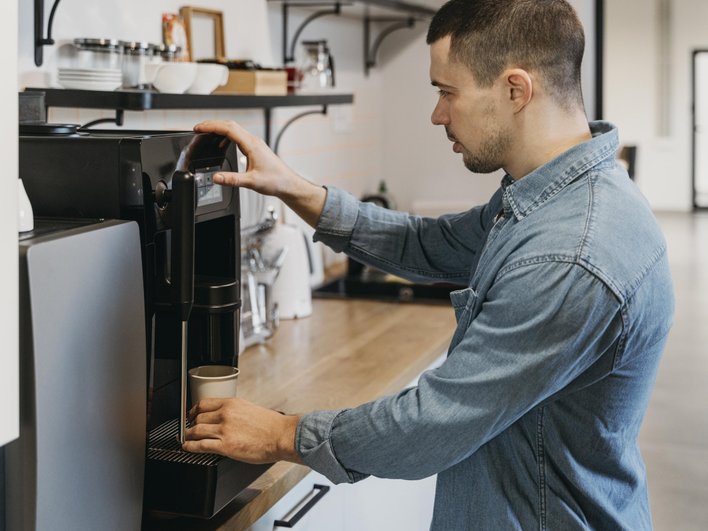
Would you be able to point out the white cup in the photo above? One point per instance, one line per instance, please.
(208, 77)
(212, 381)
(174, 78)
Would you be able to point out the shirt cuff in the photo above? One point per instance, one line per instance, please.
(314, 445)
(337, 220)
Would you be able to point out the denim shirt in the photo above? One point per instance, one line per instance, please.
(532, 421)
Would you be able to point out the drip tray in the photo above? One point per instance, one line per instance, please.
(187, 484)
(392, 291)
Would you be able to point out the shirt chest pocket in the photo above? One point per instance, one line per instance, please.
(464, 302)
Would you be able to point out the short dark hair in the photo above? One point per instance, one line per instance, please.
(544, 36)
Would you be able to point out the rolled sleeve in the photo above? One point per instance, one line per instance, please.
(337, 219)
(313, 441)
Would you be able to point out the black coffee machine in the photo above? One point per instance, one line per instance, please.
(190, 238)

^^^^^^^^

PROBLEM DETAILS:
Your task is to write out the lines from the one with "Would you be able to point out the drip" through the end of the records, exactly and with nothing added.

RESPONSE:
Would you be able to point out the drip tray in the photo above? One point per instance, one line per instance, please.
(187, 484)
(392, 291)
Would you be able to point out the shirt chest pocket in the photo above? One point per instance, one line per instance, please.
(464, 302)
Would you be able to point out the short dark hair in the photo above? One point per instance, one line per instance, please.
(544, 36)
Would you be able to point out the rolled sleeve in the photo above? One point per instance, one line per instance, please.
(337, 219)
(313, 441)
Would you be able to point out the black coffee machine in the photo above? One point per instance, one line per instance, please.
(190, 238)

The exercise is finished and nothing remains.